Excerpts from a dataset:
========
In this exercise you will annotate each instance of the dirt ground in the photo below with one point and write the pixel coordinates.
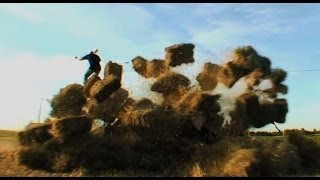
(9, 165)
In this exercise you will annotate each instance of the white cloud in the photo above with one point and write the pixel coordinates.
(25, 11)
(28, 78)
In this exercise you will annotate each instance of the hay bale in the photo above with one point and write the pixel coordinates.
(208, 77)
(114, 69)
(91, 81)
(273, 112)
(179, 54)
(148, 69)
(197, 101)
(155, 68)
(37, 134)
(245, 113)
(69, 101)
(244, 60)
(254, 78)
(170, 82)
(73, 126)
(241, 162)
(110, 108)
(104, 88)
(278, 76)
(35, 157)
(246, 57)
(140, 65)
(230, 74)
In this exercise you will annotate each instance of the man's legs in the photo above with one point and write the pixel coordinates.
(86, 76)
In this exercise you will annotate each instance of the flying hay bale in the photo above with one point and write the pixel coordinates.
(68, 102)
(244, 60)
(273, 112)
(37, 134)
(278, 76)
(179, 54)
(110, 108)
(170, 82)
(114, 69)
(208, 77)
(73, 126)
(254, 78)
(91, 81)
(148, 69)
(104, 88)
(247, 58)
(197, 101)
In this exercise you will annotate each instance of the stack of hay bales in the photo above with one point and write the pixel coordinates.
(207, 78)
(69, 101)
(244, 61)
(149, 69)
(179, 54)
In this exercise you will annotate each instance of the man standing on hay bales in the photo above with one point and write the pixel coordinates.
(94, 61)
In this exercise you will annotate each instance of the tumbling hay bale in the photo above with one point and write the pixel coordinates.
(230, 74)
(114, 69)
(69, 101)
(241, 162)
(254, 78)
(104, 88)
(208, 77)
(91, 81)
(280, 88)
(170, 82)
(110, 108)
(156, 67)
(197, 101)
(171, 99)
(35, 157)
(37, 134)
(73, 126)
(274, 112)
(244, 60)
(140, 65)
(246, 57)
(278, 76)
(148, 69)
(179, 54)
(246, 112)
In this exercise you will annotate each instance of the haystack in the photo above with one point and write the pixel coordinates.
(104, 88)
(170, 82)
(179, 54)
(114, 69)
(208, 77)
(278, 76)
(139, 64)
(149, 69)
(36, 134)
(91, 81)
(110, 108)
(69, 101)
(76, 125)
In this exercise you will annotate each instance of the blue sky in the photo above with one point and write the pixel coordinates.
(39, 42)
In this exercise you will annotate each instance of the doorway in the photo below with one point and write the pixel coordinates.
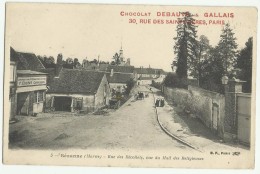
(62, 104)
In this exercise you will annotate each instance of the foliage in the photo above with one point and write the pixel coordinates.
(212, 71)
(202, 53)
(116, 59)
(227, 48)
(48, 62)
(185, 45)
(244, 62)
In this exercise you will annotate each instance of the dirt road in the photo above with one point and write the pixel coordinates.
(132, 126)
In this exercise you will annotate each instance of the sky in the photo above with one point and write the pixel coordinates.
(92, 31)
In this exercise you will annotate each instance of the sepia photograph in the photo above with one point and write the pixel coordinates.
(129, 85)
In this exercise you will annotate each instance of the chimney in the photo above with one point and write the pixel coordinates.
(111, 72)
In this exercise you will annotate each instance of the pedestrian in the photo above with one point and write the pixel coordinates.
(162, 102)
(157, 103)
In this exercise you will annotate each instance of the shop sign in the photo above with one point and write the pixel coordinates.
(31, 81)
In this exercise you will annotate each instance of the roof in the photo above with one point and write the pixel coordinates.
(118, 77)
(25, 61)
(103, 67)
(29, 72)
(146, 78)
(121, 69)
(149, 71)
(76, 81)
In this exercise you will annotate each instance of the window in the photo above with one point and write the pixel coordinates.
(12, 72)
(38, 96)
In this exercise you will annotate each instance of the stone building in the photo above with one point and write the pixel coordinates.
(27, 86)
(118, 76)
(74, 89)
(145, 76)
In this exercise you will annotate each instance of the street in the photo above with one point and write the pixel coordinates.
(132, 126)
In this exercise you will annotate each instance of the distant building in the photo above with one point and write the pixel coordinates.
(145, 76)
(27, 86)
(75, 89)
(118, 76)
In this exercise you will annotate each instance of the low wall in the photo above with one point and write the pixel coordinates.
(201, 103)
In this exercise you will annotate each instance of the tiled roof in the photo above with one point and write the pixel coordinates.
(149, 71)
(146, 78)
(103, 67)
(76, 81)
(118, 77)
(121, 69)
(26, 61)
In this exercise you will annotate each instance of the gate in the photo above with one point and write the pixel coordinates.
(244, 117)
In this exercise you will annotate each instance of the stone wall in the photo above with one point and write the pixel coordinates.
(199, 103)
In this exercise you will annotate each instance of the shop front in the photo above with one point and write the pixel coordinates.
(31, 91)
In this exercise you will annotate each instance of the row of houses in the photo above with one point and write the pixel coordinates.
(35, 89)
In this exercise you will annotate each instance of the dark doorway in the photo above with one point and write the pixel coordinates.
(23, 103)
(62, 103)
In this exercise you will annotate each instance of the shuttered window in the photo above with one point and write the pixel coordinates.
(38, 96)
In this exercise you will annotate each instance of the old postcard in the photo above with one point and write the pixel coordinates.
(129, 85)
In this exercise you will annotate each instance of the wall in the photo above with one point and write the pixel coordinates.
(200, 103)
(117, 85)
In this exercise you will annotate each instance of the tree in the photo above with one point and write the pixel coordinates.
(244, 62)
(227, 47)
(76, 63)
(116, 59)
(48, 62)
(212, 70)
(185, 45)
(202, 54)
(68, 63)
(59, 59)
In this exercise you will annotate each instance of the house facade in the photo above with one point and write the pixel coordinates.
(118, 76)
(78, 90)
(27, 86)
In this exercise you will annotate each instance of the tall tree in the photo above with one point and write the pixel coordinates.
(244, 62)
(185, 44)
(227, 47)
(212, 71)
(59, 59)
(116, 59)
(202, 54)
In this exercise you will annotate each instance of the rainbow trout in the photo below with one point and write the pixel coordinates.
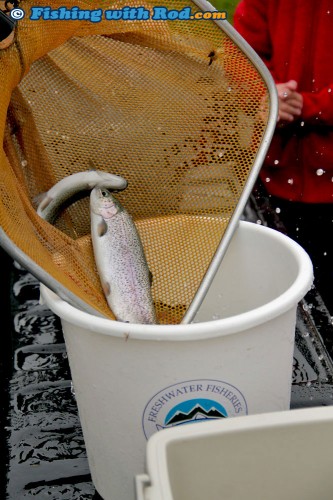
(71, 185)
(120, 259)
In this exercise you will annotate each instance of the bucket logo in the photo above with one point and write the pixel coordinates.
(192, 401)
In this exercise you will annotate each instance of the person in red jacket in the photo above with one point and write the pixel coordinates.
(295, 40)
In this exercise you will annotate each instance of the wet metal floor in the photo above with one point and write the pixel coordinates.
(43, 451)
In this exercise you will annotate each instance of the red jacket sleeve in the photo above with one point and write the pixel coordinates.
(250, 20)
(318, 106)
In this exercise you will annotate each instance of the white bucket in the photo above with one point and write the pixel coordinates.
(269, 456)
(132, 380)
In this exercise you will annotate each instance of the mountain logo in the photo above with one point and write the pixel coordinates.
(190, 402)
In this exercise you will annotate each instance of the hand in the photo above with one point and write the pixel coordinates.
(290, 101)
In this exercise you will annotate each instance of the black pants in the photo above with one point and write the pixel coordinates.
(311, 225)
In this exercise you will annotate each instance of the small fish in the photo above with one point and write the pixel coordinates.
(120, 259)
(69, 186)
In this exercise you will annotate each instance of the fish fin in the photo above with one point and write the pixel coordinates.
(102, 228)
(106, 288)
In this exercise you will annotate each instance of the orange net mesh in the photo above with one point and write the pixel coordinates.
(174, 107)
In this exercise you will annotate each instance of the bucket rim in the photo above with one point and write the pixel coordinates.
(203, 330)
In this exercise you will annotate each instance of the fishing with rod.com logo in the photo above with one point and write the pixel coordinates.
(192, 401)
(157, 13)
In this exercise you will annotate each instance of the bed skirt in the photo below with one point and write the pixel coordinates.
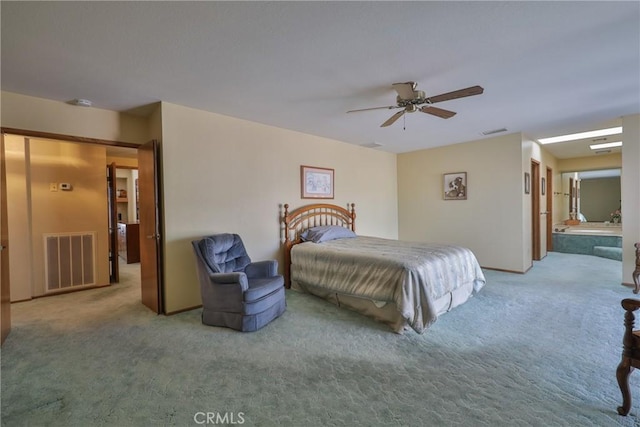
(385, 312)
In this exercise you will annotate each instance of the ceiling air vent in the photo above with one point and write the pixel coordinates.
(491, 132)
(372, 145)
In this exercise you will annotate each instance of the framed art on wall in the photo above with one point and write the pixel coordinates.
(455, 186)
(316, 183)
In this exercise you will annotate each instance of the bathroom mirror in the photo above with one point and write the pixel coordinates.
(595, 194)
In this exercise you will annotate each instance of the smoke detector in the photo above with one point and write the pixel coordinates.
========
EXERCISE DESCRIPTION:
Write the data above out again exactly, every line of it, and exclude the pictures.

EXERCISE RESPONSE:
In this exercise you will annotate each instance of the dirt ground in the photo below with one point and write the pixel coordinates.
(9, 165)
In this exercise you will annotate each instance of the white cloud in the photo above with one point and write the pixel coordinates.
(25, 11)
(28, 78)
In this exercise you will annotate each instance of the hay bale in the photo above with one point and write the pixel coordinates.
(208, 77)
(114, 69)
(91, 81)
(273, 112)
(179, 54)
(148, 69)
(197, 101)
(155, 68)
(37, 134)
(245, 113)
(69, 101)
(244, 60)
(254, 78)
(170, 82)
(73, 126)
(241, 162)
(110, 108)
(104, 88)
(278, 76)
(35, 157)
(246, 57)
(140, 65)
(230, 74)
In this exercise you will annotate each instance of the man's legs in the photo above with one point and write the pixel coordinates.
(86, 76)
In this exercise you will annotate each instance of the flying hay bale in the photo above with one point and write the pixel coordinates.
(68, 102)
(244, 60)
(273, 112)
(37, 134)
(278, 76)
(179, 54)
(110, 108)
(170, 82)
(114, 69)
(208, 77)
(73, 126)
(254, 78)
(91, 81)
(148, 69)
(104, 88)
(247, 58)
(197, 101)
In this exercise you will annotate each instance of the stack of hay bales in the photo above with one point and write the pixel coordinates.
(207, 78)
(69, 101)
(244, 61)
(149, 69)
(179, 54)
In this exercise you will annotate each instance of the man standing on hay bales in the photo above with one point and write the pixel coordinates.
(94, 61)
In this exercise you will annotate each instance of the tumbling hay bale in the photo above with one point and write the pixel coordinates.
(230, 74)
(114, 69)
(69, 101)
(241, 162)
(254, 78)
(104, 88)
(208, 77)
(91, 81)
(280, 88)
(170, 82)
(110, 108)
(156, 67)
(197, 101)
(171, 99)
(35, 157)
(37, 134)
(73, 126)
(274, 112)
(244, 60)
(140, 65)
(246, 57)
(278, 76)
(148, 69)
(179, 54)
(246, 112)
In this exercise you will annotate each instance of the haystack in the photo above with one point and write the pixel coordinates.
(104, 88)
(170, 82)
(179, 54)
(114, 69)
(208, 77)
(278, 76)
(139, 64)
(149, 69)
(36, 134)
(91, 81)
(110, 108)
(69, 101)
(76, 125)
In this exercise you will annotate each instance of the blue sky in the photo above with one point and write the pixel coordinates.
(39, 42)
In this exercise you will annotate each instance of the doorway in the photo below with one point and write the pixel coordinates.
(62, 104)
In this exercise you will annotate each instance of the foliage in the photo above with one point and write the pixel coordinates.
(212, 71)
(202, 53)
(116, 59)
(227, 48)
(48, 62)
(185, 45)
(244, 62)
In this exercise you will annotate each instance of the dirt road in the photo above with one point and write the pixel coordinates.
(132, 126)
In this exercise you will annotate each instance of the sky in the photo above with one point and write the pixel coordinates.
(92, 31)
In this exercise you will annotate each instance of the sepia photograph in the photo above with one point and write the pixel coordinates.
(129, 85)
In this exercise you will annotate each instance of the chimney in the photo above with one point and write the pixel coordinates.
(111, 72)
In this exercise you will annotate each instance of the pedestrian in the photo above with one point and write the pixel coordinates.
(162, 102)
(157, 103)
In this exercise you will annotate each instance of the shop sign in the photo above with one point and write the pixel coordinates.
(31, 81)
In this exercise you will annotate each instance of the roof in the photo above with one point and write the pixel coordinates.
(118, 77)
(25, 61)
(103, 67)
(29, 72)
(146, 78)
(121, 69)
(149, 71)
(76, 81)
In this exercise you will annotate each instance of the window in the photo above with one point and write the pixel coordinates.
(12, 72)
(38, 96)
In this exercise you will annotate each instance of the stone building in the photo above with one point and write the pixel coordinates.
(27, 86)
(118, 76)
(74, 89)
(145, 76)
In this exercise you will annotate each instance of the street in the photo above with one point and write the pixel coordinates.
(132, 126)
In this exercise you will annotate each instance of the distant building in the photo above with one point and write the pixel coordinates.
(145, 76)
(27, 86)
(75, 89)
(118, 76)
In this exercise you will annotate each instance of the low wall in the photo above with one point and write the pixel coordinates.
(201, 103)
In this exercise you will annotate each instance of the tiled roof in the photo above with one point and write the pixel coordinates.
(149, 71)
(146, 78)
(103, 67)
(76, 81)
(118, 77)
(121, 69)
(26, 61)
In this exercise you will annotate each instance of the gate in the photo above with one point and write the pixel coordinates.
(244, 117)
In this exercise you will annotate each instance of the stone wall in the photo above with one point and write the pixel coordinates.
(199, 103)
In this exercise you will annotate each instance of the shop front in the photo above with one point and write the pixel coordinates.
(31, 91)
In this exercise you will annotate each instance of the row of houses in the photo above with one point and write the pixel coordinates.
(35, 89)
In this exercise you will annotate each instance of the dark doorway in the photo above with one point and write the pixel coordinates.
(23, 103)
(62, 103)
In this exercise you will annotate each instance of the shuttered window in the photo above with one point and write the pixel coordinates.
(38, 96)
In this exercise you will annotate each instance of the old postcard in the photo above with one point and write the pixel coordinates.
(129, 85)
In this exercise you will annotate each instance of the wall in the photo above with one point and write the pixel coordinates.
(200, 103)
(117, 85)
In this exercise you will annotate each instance of the tree in the photo above with one point and write the pixel coordinates.
(244, 62)
(227, 47)
(76, 63)
(116, 59)
(48, 62)
(212, 70)
(185, 45)
(202, 54)
(68, 63)
(59, 59)
In this exercise you will annotate each instance of the house facade in the photo above with one point and write the pixel coordinates.
(118, 76)
(78, 90)
(27, 86)
In this exercise you will annotate each instance of the tall tree in the photo above with one point and write the pixel coordinates.
(244, 62)
(185, 44)
(227, 47)
(212, 71)
(59, 59)
(116, 59)
(202, 54)
In this exercise you will annotate each instance of the rainbow trout in the photo below with one point and write the pixel coordinates.
(71, 185)
(120, 259)
In this exercise you will annotate each instance of the bucket logo in the photo above with one point and write the pixel coordinates.
(192, 401)
In this exercise you will annotate each instance of the person in red jacket in the photo above with one point and write the pixel coordinates.
(295, 40)
In this exercise you will annotate each instance of the wet metal floor in the photo above with one point and write the pixel coordinates.
(43, 451)
In this exercise you will annotate each instance of the red jacket sleeve in the photo above with one point and write the pixel coordinates.
(250, 20)
(318, 106)
In this exercise you will annotate each instance of the white bucket in the photo above with one point and write the pixel coordinates.
(269, 456)
(132, 380)
In this exercise you will annotate each instance of the mountain logo in the photo above with one point and write the pixel coordinates.
(190, 402)
In this exercise you will annotate each instance of the hand in the photo above with one point and write the pixel coordinates.
(290, 101)
In this exercise you will annotate each instance of the black pants in the photo above with one point and write the pixel coordinates.
(311, 225)
In this exercise you will annotate each instance of the small fish in the photo above with one point and write the pixel coordinates.
(120, 259)
(69, 186)
In this exercise you will annotate each instance of the fish fin in the photo above with one point and write the pixel coordinates.
(102, 228)
(106, 288)
In this exercise you will annotate each instance of the orange net mesh in the photo above with one point and write the pixel coordinates.
(174, 107)
In this exercise you will annotate each instance of the bucket rim in the photo above with one point and write the pixel coordinates.
(203, 330)
In this exercise you will annotate each instance of the fishing with rod.com logo in the photo above with one point and write the pixel coordinates.
(192, 401)
(157, 13)
In this exercise you will annotate each instance of the bed skirt in the photo below with one point and write the pixel coordinates.
(385, 312)
In this exercise you will annotate each instance of the ceiling air vent in the photo above with one point and write the pixel coordinates.
(491, 132)
(372, 145)
In this exercise you will annotate each instance of the framed art on wall in the photo above with one point and write the pixel coordinates.
(455, 186)
(316, 183)
In this exercise you will annotate each instance of the bathroom mirror in the photo above with one point and write the pixel coordinates.
(595, 194)
In this exercise you will annotate each instance of the smoke detector in the photo above with one point and write the pixel coordinates.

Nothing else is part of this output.